**TEXT SEGMENT**
□ □ □ □ □

“The first part of knowledge is getting the names right.” Chinese proverb quoted in Evolution of Insects, Grimaldi and Engel, 2005.
Species names are the primary entrance for accessing biological knowledge about organisms. However, the tangled bank of nomenclature created by 250 years of diverse communities of taxonomic specialists working largely in isolation challenges those seeking knowledge. It can be difficult to know what is already known. Identifying even well-studied organisms in backyards, such as North American ants for example, may require graduate-level training. As taxonomic knowledge moves increasingly onto the web, tools that enable non-specialists and specialists alike to access biological knowledge of organisms are beginning to be developed. In my view, the solution will be a combination of information science tools enabling access to biological literature together with a universal library of standardized genetic sequences, ie DNA barcodes, and simple technologies for barcode sequencing.
An exciting development in taxonomic information science is uBio (Universal Biological Indexer and Organizer) www.ubio.org, “an initiative within the science library community to join international efforts to create and utilize a comprehensive and collaborative catalog of known names of all living (and once-living) organisms. The Taxonomic Name Server (10,699,999 NameBank records so far) catalogs names and classifications to enable tools that can help users find information on living things using any of the names that may be related to an organism.”
The uBio site provides a sophisticated and enjoyable illustrated introduction (excerpt at right) to the variety of challenges in retrieving information using organism names. Another feature is Nomenclator Zoologicus, a searchable list of the names of genera and subgenera in zoology from the tenth edition of Linnaeus 1758 to the end of 2004, developed with Zoological Society of London. uBio is helping organize and index Encyclopedia of Life (“a web page for every species”) and Biodiversity Heritage Library (1.124 million pages digitized and on the web so far).
I close with an example from birds. Some taxonomic confusion reflects the struggle to integrate older works that use outdated taxon names or species limits with modern knowledge. Other discordances reflect lack of consensus among current experts. Given the intensity of scientific study and public interest in birds, it is surprising there is no single authoritative world checklist, especially since most of the differences at the species level reflect minor disagreements about generic assignment, a few cases of splitting/lumping, or differences in spelling. As one step until there is an expert consensus checklist, for those interested in birds, we have prepared an “ABBI Name Lookup” (Excel, 8 MB) file for harmonizing specimen lists that recognizes 2,462 synonyms, alternate and misspellings, and extinct species.

□ □ □ □ □

**SUPPLIED RECORDS**
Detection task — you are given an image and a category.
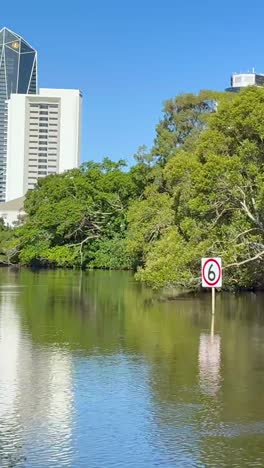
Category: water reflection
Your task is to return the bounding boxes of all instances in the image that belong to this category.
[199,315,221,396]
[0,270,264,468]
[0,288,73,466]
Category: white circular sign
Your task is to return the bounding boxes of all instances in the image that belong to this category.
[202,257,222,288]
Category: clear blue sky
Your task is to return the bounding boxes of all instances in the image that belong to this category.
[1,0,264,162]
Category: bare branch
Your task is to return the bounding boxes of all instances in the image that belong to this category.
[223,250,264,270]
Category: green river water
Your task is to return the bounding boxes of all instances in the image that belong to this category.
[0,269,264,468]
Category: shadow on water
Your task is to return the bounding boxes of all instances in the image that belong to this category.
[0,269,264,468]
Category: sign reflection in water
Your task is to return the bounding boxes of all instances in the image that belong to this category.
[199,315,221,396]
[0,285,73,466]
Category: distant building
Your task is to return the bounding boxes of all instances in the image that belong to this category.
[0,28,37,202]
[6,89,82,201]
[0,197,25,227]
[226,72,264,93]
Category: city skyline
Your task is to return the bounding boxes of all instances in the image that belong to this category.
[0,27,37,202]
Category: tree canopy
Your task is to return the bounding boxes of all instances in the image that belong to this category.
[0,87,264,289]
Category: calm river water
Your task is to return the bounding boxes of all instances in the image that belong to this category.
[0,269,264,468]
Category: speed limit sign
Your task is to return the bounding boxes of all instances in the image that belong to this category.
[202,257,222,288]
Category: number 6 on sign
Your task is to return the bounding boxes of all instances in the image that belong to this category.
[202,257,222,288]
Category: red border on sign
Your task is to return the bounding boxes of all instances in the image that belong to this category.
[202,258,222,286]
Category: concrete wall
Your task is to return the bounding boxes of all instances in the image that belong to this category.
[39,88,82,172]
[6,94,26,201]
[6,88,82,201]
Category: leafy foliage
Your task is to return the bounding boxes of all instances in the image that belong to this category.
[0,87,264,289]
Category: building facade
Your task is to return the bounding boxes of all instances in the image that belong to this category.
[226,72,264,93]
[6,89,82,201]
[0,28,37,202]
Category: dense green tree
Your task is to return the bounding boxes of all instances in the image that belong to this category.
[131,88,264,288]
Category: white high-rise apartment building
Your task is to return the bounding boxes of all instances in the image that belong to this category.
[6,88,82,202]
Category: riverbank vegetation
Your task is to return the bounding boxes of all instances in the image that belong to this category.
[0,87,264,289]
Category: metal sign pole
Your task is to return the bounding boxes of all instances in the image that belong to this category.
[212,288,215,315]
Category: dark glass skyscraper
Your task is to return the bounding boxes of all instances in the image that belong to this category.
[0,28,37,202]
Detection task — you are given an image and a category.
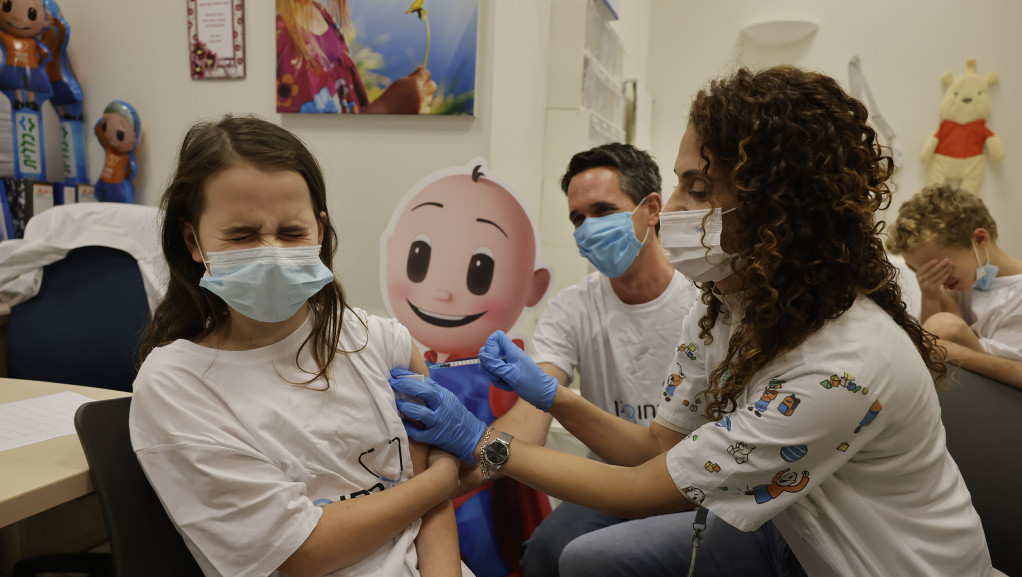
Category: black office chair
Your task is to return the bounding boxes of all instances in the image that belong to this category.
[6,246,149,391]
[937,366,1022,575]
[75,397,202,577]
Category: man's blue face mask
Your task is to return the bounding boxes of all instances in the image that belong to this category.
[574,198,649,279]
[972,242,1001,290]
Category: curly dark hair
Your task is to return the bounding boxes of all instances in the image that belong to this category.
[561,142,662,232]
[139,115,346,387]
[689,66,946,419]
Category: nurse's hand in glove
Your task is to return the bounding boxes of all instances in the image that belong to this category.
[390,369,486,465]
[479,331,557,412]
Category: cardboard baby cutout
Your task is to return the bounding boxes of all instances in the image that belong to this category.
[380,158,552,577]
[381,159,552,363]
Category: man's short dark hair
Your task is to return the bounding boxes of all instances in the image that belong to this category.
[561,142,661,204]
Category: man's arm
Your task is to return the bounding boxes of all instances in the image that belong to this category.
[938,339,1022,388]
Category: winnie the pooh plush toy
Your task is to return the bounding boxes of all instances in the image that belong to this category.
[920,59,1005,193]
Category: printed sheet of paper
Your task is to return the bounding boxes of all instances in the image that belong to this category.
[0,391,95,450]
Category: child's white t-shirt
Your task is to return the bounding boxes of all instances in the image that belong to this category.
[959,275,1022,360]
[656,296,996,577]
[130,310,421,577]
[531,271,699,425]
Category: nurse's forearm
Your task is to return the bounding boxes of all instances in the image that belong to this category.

□ □ □ □ □

**WHAT YOU HAVE TO DO**
Transcribe the part of the species names text from "Species names are" up to and including "for barcode sequencing.".

**TASK RESPONSE**
Species names are the primary entrance for accessing biological knowledge about organisms. However, the tangled bank of nomenclature created by 250 years of diverse communities of taxonomic specialists working largely in isolation challenges those seeking knowledge. It can be difficult to know what is already known. Identifying even well-studied organisms in backyards, such as North American ants for example, may require graduate-level training. As taxonomic knowledge moves increasingly onto the web, tools that enable non-specialists and specialists alike to access biological knowledge of organisms are beginning to be developed. In my view, the solution will be a combination of information science tools enabling access to biological literature together with a universal library of standardized genetic sequences, ie DNA barcodes, and simple technologies for barcode sequencing.